# Angelkarte ostsee fehmarn online bestellen



## fischhändler (24. März 2015)

Hallo Zusammen,
hat jemand ne Adresse, wo man die Ostseekarte fehmarn online bestellen kann


----------



## stoffel1 (25. März 2015)

*AW: Angelkarte ostsee fehmarn online bestellen*

ich denke Du meinst die S-H Abgabe
https://service.schleswig-holstein.de/verwaltungsportal/fvp/fv/MELUR/Fischerei/?sid=19


----------



## Jxhnnx-Lxmbx (25. März 2015)

*AW: Angelkarte ostsee fehmarn online bestellen*

Aloha!
Das is ganz easy. Suchst Dir einfach die Adresse vom Bürgerbüro Fehmarn raus. Da schickst Du eine Kopie von Perso und Bundesfischereischein (sie nennen Ihn Lebensfischereischein glaub ich) hin. Mit ins Paket kommen 10 Euro und ein Rückadressierter Umschlag mit Briefmarke und fertig. Den ganzen Krempel schickste da einfach hin und wartest ab bis Du die fertigen Unterlagen per Post zurück bekommst. Hat bei mir nichtmal 'ne Woche gedauert... :vik:


----------

== == ==

» **Aufgabe 1**
Bitte fasse im Forumsthread den Absatz, der mit „Aloha!“ beginnt, als Stichpunktliste zusammen und behalte dabei die wesentlichen Angaben bei.
» **Aufgabe 2**
Gib aus dem Forumsthread den Abschnitt ab „ich denke Du“ bis einschließlich „Jxhnnx-Lxmbx (25. März 2015)“ erneut wieder und tausche darin „Abgabe“ gegen „Fischereiabgabe“ aus.
» **Aufgabe 3**
Erkläre in ein bis drei Sätzen, warum stoffel1 im Forumsthread den Link zum Verwaltungsportal angibt.

» **Bereitgestellte Einträge**
== == ==

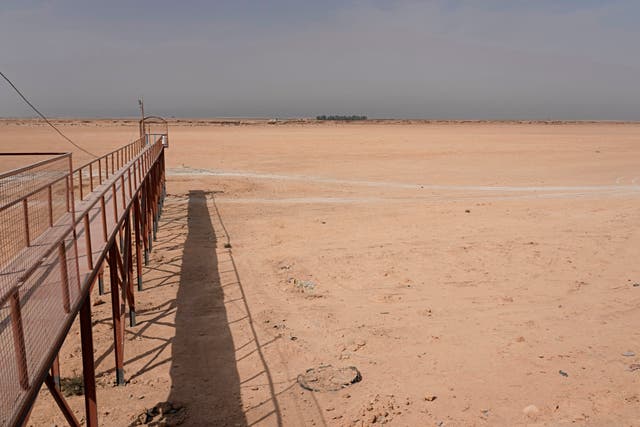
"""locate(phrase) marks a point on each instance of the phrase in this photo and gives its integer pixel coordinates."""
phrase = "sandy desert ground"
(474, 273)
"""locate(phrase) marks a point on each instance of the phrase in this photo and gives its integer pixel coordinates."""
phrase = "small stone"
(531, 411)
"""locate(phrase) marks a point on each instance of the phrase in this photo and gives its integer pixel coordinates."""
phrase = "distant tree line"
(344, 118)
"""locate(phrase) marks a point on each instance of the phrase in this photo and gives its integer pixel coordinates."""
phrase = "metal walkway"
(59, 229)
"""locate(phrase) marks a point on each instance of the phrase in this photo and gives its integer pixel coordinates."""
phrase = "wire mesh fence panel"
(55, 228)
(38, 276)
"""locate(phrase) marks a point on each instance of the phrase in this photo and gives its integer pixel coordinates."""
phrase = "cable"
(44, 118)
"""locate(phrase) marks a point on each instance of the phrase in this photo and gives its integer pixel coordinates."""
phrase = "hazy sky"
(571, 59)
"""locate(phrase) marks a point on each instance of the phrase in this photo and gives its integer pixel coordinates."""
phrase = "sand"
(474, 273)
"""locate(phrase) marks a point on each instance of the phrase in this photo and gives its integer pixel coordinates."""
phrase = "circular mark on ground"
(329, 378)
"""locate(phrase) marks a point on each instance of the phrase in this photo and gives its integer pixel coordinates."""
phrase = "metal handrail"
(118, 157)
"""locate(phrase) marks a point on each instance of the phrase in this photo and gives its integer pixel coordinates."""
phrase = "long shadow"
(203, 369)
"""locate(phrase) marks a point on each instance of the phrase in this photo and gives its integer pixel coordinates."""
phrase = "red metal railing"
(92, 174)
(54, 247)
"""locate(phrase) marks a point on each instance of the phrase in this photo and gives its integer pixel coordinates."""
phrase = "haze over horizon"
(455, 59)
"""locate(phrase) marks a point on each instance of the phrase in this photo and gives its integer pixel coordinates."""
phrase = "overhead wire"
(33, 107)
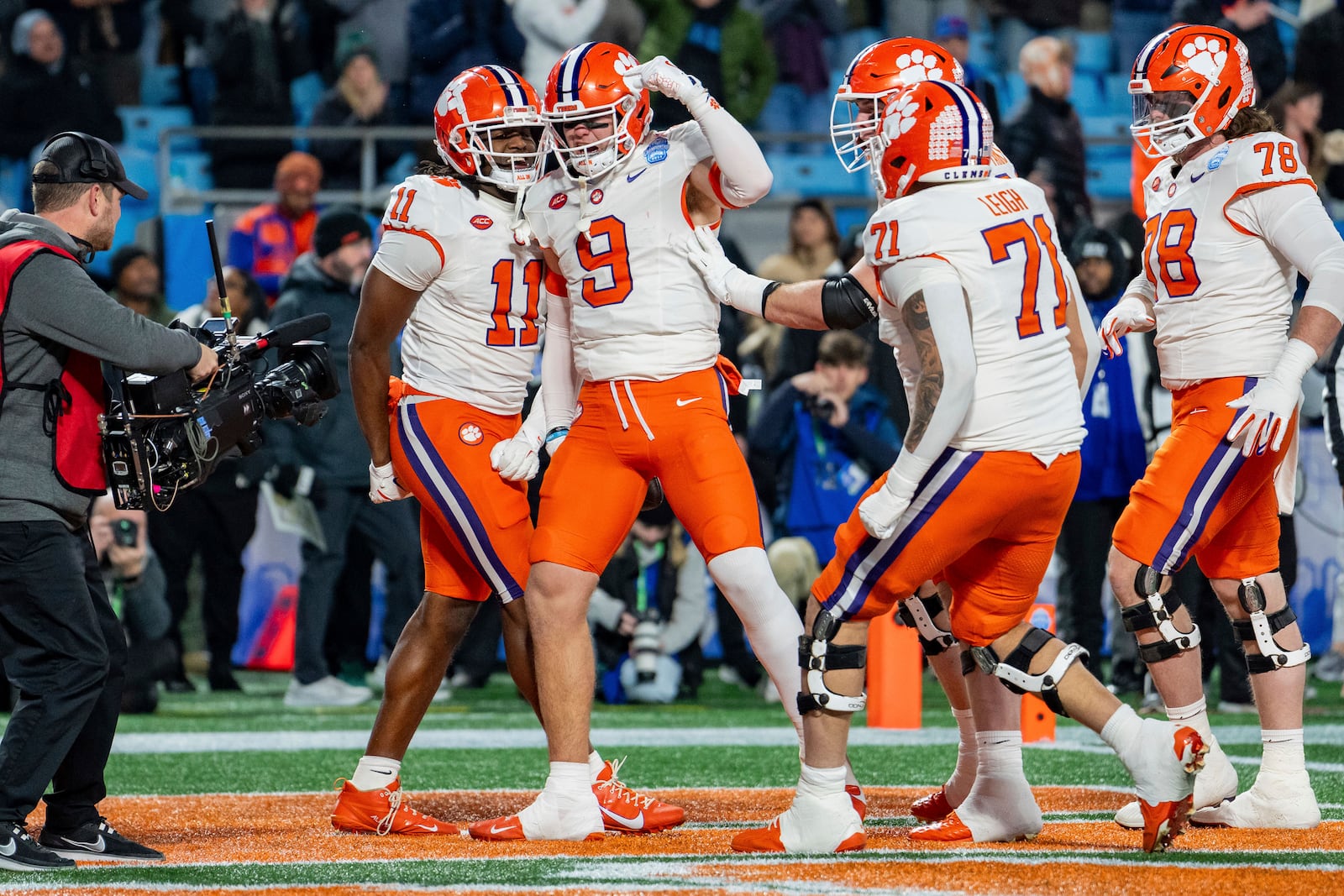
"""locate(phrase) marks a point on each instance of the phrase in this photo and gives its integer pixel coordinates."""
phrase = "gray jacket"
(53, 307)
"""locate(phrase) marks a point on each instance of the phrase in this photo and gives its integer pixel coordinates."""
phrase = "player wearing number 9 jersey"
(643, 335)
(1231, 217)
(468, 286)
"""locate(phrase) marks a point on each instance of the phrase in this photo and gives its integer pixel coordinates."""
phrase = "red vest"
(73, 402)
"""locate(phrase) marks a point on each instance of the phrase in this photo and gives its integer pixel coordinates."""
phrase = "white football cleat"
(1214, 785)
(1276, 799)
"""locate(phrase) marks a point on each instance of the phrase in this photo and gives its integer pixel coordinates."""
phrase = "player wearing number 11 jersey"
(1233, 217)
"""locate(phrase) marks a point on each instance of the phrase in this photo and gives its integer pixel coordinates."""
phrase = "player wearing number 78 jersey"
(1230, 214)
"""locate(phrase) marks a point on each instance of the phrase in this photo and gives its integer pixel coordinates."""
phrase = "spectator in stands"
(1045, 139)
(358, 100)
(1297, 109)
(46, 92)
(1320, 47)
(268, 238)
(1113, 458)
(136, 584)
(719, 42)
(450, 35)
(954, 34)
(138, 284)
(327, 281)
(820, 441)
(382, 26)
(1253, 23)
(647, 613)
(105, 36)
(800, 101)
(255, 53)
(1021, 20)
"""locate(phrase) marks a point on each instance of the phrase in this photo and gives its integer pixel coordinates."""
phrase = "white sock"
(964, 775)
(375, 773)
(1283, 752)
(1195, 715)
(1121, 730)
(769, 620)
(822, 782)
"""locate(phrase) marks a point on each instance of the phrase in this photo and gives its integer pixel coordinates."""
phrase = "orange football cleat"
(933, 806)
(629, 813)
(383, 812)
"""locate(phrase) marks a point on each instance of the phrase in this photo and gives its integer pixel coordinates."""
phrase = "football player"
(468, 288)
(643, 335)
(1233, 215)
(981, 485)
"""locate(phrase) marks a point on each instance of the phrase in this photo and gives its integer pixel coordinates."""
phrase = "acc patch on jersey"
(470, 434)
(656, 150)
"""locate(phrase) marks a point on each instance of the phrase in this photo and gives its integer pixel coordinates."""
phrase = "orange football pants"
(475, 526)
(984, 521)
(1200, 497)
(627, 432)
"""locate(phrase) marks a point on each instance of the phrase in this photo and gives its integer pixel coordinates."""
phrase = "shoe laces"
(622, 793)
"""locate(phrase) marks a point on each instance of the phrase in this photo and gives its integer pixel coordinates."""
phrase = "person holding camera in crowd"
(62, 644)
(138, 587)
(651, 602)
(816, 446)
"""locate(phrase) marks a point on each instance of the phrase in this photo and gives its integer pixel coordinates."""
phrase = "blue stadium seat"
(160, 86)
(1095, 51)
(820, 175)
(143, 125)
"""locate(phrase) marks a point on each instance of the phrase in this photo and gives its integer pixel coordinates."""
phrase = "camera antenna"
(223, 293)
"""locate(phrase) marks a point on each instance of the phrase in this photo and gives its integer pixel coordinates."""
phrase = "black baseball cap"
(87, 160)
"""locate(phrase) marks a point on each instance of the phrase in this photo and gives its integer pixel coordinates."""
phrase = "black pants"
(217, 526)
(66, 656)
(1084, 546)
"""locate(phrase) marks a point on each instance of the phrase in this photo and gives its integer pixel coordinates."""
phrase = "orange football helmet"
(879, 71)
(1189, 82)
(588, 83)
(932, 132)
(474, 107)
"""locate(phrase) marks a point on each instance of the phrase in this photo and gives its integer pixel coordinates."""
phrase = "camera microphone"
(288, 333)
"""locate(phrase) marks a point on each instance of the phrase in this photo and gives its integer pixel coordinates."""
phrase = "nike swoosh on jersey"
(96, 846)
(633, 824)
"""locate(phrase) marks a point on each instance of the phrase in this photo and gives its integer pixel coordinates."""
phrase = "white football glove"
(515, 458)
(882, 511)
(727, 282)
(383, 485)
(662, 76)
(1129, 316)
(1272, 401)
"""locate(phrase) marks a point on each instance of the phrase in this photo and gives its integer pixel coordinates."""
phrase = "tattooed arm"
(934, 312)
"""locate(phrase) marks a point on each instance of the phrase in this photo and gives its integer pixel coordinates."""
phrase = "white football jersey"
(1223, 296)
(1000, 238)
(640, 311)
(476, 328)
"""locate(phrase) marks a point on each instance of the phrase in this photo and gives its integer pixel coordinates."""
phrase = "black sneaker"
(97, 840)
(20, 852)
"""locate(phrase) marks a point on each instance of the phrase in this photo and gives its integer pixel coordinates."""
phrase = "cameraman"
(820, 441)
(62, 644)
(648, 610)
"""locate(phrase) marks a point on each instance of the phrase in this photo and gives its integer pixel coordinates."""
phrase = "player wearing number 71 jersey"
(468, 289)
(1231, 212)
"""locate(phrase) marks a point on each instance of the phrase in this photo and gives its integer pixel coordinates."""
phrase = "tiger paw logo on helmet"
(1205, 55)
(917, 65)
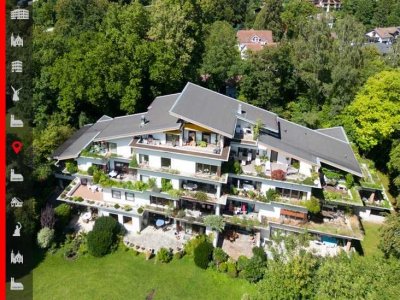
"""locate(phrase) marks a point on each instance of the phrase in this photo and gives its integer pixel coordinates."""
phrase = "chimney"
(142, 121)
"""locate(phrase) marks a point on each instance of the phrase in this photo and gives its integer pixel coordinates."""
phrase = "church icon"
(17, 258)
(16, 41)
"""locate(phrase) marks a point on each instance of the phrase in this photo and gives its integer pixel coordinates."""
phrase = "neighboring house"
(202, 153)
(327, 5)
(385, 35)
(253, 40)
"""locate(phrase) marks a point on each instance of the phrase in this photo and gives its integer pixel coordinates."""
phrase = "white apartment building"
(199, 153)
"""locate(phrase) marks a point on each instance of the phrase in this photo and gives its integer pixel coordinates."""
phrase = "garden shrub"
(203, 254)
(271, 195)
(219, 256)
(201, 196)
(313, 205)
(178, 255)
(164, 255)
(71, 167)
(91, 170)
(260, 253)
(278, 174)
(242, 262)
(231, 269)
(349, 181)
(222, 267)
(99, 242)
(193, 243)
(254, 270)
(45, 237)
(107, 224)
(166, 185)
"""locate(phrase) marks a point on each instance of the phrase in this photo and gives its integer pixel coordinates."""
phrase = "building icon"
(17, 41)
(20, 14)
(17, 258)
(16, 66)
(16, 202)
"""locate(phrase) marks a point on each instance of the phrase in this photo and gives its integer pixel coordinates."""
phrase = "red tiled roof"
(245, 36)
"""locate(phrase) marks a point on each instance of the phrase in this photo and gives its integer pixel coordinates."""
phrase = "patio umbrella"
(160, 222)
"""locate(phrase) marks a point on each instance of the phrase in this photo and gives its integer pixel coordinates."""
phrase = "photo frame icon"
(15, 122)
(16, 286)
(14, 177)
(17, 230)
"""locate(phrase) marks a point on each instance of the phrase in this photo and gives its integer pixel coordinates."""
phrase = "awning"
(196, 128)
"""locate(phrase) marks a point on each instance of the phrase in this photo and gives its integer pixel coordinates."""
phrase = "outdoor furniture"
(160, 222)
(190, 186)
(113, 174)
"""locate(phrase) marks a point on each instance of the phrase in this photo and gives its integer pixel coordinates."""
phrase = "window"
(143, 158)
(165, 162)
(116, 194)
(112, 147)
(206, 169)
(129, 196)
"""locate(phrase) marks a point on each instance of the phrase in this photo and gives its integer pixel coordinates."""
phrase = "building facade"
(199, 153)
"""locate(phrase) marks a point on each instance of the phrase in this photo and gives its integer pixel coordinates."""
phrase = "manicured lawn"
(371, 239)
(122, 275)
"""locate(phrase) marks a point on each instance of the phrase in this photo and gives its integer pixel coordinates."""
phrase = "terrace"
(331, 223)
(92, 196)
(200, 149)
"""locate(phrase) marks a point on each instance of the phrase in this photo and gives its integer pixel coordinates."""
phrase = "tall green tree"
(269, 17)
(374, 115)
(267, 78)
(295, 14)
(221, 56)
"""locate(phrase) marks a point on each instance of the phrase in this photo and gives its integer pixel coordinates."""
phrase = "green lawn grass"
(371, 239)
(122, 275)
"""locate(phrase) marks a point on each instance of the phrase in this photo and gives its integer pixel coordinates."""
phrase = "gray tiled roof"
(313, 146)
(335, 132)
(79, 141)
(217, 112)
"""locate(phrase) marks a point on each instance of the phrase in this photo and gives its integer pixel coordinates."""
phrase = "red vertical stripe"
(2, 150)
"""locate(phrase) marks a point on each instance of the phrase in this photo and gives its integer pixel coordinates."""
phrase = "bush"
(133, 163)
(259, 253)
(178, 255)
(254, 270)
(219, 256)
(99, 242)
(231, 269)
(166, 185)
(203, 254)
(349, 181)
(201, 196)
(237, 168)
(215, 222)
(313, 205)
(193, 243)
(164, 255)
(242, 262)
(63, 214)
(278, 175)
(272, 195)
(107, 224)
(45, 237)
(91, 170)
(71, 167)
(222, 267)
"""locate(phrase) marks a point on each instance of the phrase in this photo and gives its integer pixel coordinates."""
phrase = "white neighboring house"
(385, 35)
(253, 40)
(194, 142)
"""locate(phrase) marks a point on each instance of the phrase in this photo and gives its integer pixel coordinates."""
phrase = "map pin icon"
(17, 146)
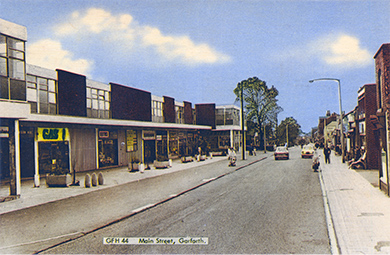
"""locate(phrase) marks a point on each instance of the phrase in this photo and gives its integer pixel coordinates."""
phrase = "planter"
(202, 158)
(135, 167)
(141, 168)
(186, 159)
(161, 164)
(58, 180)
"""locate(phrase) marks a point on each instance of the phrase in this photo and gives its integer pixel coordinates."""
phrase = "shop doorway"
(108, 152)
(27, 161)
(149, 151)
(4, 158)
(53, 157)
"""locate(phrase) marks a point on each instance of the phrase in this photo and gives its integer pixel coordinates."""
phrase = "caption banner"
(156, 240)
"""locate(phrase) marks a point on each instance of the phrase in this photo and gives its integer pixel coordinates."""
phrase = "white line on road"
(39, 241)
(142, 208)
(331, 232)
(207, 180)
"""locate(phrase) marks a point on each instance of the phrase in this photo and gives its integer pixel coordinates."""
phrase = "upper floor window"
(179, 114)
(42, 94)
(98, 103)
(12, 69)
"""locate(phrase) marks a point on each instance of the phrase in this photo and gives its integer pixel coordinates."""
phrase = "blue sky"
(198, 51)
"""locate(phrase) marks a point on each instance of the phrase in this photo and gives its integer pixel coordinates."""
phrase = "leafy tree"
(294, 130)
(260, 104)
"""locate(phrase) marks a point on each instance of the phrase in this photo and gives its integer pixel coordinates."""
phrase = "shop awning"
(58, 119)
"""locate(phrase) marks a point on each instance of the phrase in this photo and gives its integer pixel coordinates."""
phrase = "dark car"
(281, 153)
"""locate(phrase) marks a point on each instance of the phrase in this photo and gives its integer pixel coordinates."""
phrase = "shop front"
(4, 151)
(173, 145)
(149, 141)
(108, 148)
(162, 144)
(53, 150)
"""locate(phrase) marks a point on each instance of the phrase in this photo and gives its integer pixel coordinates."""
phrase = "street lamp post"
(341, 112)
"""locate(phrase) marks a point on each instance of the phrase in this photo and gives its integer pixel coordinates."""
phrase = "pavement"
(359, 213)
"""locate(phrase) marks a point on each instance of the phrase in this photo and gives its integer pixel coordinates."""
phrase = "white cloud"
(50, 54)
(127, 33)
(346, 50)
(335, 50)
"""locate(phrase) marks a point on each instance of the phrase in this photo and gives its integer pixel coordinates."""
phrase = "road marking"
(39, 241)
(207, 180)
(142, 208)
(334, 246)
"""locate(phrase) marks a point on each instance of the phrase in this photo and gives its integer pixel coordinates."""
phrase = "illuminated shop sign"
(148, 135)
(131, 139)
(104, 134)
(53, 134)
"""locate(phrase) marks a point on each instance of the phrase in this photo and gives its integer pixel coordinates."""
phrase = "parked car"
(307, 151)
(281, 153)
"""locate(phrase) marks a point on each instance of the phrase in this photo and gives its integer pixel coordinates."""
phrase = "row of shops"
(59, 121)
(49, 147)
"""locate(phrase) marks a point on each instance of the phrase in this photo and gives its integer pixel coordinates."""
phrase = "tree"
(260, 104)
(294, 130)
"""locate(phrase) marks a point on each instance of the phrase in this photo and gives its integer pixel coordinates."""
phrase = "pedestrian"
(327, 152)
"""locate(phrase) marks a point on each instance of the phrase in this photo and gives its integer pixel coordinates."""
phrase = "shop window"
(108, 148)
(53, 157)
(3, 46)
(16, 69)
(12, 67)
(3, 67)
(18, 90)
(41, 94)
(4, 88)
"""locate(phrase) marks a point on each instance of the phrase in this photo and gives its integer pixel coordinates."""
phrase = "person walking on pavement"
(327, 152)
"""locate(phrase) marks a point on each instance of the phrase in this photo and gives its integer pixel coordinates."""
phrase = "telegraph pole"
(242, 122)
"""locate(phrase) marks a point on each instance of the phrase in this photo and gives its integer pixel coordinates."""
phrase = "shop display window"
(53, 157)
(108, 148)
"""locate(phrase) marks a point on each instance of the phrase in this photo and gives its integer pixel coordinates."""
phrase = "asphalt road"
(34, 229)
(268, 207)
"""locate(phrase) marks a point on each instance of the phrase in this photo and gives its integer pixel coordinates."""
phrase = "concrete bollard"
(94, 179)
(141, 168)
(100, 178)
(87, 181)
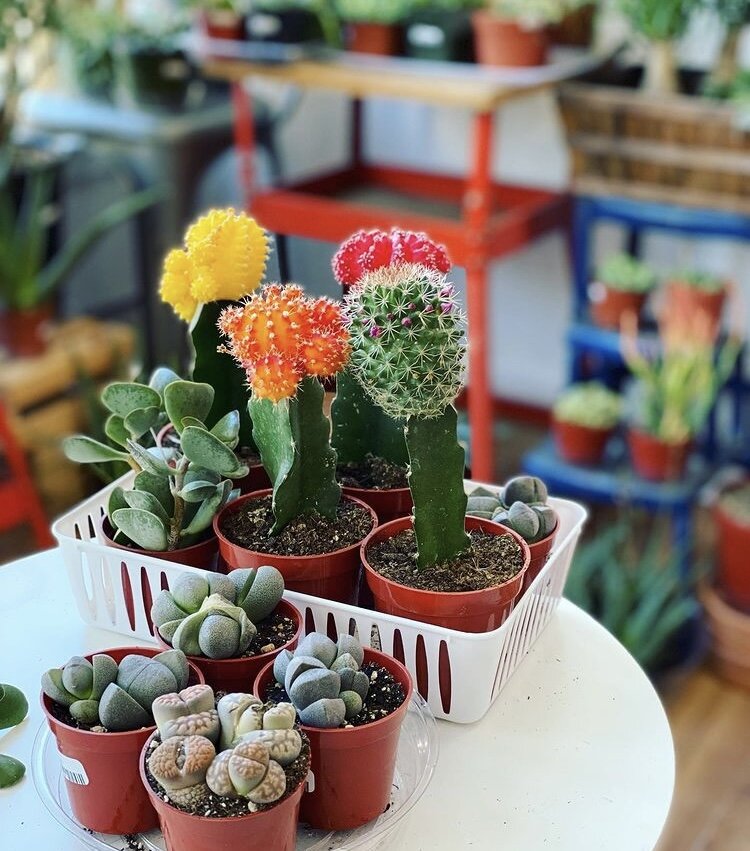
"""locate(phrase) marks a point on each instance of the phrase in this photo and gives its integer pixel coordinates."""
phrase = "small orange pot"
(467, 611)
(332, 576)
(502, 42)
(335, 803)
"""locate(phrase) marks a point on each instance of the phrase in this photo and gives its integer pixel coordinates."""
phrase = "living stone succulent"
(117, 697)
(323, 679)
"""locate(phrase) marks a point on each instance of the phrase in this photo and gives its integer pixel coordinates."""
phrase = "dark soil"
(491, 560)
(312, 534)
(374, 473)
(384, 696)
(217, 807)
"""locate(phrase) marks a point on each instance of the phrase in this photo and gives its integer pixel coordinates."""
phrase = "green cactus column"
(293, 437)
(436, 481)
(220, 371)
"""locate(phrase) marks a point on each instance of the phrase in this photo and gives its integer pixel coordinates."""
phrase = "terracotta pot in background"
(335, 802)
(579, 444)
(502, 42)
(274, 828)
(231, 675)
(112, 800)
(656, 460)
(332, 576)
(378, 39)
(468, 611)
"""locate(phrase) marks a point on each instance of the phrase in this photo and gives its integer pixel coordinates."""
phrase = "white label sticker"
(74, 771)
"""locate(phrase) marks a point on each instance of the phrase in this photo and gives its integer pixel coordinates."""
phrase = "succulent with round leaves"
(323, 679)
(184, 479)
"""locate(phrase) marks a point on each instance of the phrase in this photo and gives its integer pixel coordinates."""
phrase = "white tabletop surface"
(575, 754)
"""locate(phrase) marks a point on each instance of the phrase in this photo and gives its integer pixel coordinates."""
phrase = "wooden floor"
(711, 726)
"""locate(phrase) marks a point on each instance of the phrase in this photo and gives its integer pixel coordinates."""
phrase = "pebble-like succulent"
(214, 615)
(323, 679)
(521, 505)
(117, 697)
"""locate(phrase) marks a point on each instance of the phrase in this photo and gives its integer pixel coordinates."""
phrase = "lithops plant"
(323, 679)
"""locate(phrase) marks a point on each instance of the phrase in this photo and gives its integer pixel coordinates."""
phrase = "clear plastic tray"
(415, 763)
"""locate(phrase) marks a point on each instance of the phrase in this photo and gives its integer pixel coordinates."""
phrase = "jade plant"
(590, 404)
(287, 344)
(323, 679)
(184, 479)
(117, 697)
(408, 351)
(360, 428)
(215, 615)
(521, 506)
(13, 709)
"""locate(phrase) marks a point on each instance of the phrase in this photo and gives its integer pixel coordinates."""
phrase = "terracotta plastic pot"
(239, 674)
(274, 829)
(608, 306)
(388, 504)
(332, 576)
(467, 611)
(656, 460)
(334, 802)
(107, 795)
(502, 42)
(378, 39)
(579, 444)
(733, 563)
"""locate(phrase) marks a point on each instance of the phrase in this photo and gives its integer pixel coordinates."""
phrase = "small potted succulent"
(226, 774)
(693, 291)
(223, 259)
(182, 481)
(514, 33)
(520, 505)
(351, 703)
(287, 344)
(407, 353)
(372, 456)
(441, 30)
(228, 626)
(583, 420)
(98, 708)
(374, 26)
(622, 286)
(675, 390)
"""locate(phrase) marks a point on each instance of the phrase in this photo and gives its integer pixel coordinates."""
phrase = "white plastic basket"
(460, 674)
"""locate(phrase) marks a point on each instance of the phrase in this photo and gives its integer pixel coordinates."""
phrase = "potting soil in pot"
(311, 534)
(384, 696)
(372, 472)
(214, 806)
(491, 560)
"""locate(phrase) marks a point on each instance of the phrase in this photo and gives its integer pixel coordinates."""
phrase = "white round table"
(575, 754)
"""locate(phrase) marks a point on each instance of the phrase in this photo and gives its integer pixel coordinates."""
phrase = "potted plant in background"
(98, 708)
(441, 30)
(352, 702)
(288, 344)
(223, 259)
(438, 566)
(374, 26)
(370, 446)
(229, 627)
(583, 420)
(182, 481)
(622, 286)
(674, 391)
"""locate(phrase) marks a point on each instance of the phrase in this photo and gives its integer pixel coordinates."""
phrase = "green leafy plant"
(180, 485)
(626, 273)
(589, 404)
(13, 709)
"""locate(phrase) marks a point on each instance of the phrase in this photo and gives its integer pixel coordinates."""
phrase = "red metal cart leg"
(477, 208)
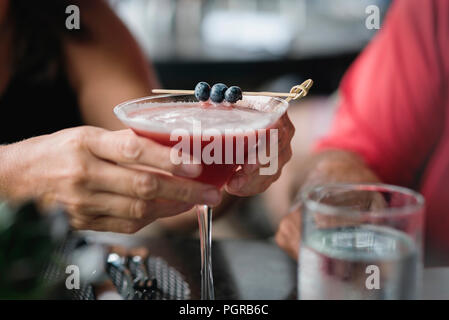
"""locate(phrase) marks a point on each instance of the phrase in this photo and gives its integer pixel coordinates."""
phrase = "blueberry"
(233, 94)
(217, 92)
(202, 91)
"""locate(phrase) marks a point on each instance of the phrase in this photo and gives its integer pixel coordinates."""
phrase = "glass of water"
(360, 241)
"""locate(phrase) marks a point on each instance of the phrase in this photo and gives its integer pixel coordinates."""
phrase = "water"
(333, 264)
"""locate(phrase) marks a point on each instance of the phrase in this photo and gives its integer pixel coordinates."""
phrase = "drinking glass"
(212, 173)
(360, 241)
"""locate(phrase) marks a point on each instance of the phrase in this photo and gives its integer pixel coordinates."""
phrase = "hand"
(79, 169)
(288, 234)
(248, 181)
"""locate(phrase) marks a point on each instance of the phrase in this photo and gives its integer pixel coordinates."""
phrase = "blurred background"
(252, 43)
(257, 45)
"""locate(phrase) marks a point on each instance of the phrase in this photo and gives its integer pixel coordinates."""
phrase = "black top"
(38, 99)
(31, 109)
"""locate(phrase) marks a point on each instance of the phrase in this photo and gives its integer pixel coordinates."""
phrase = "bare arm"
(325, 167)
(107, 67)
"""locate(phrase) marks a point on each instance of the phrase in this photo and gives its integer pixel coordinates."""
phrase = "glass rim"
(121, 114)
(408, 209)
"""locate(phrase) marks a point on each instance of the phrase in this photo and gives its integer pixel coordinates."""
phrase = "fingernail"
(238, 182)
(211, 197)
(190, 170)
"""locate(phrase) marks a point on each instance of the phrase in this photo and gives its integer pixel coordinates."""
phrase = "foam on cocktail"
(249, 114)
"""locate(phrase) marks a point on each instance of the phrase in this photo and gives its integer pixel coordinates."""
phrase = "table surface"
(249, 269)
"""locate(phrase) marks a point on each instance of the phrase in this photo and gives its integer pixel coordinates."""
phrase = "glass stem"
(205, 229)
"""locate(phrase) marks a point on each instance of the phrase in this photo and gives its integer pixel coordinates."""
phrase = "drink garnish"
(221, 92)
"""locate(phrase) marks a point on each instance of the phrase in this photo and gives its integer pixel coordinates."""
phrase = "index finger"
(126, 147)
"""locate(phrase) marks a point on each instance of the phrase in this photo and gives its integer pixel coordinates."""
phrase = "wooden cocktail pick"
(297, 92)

== == ==

» **Lösung 1**
- Adresse des Bürgerbüros Fehmarn heraussuchen
- Kopie von Personalausweis und Bundesfischereischein dorthin schicken (dort vermutlich „Lebensfischereischein“ genannt)
- 10 Euro und einen rückadressierten, frankierten Umschlag beilegen
- Auf die fertigen Unterlagen per Post warten; beim Verfasser dauerte es nicht einmal eine Woche

» **Lösung 2**
ich denke Du meinst die S-H Fischereiabgabe
https://service.schleswig-holstein.de/verwaltungsportal/fvp/fv/MELUR/Fischerei/?sid=19


----------



## Jxhnnx-Lxmbx (25. März 2015)

» **Lösung 3**
stoffel1 vermutet, dass der Fragesteller mit der Ostseekarte für Fehmarn die S-H Abgabe meint. Deshalb verweist er auf die Seite des Verwaltungsportals Schleswig-Holstein.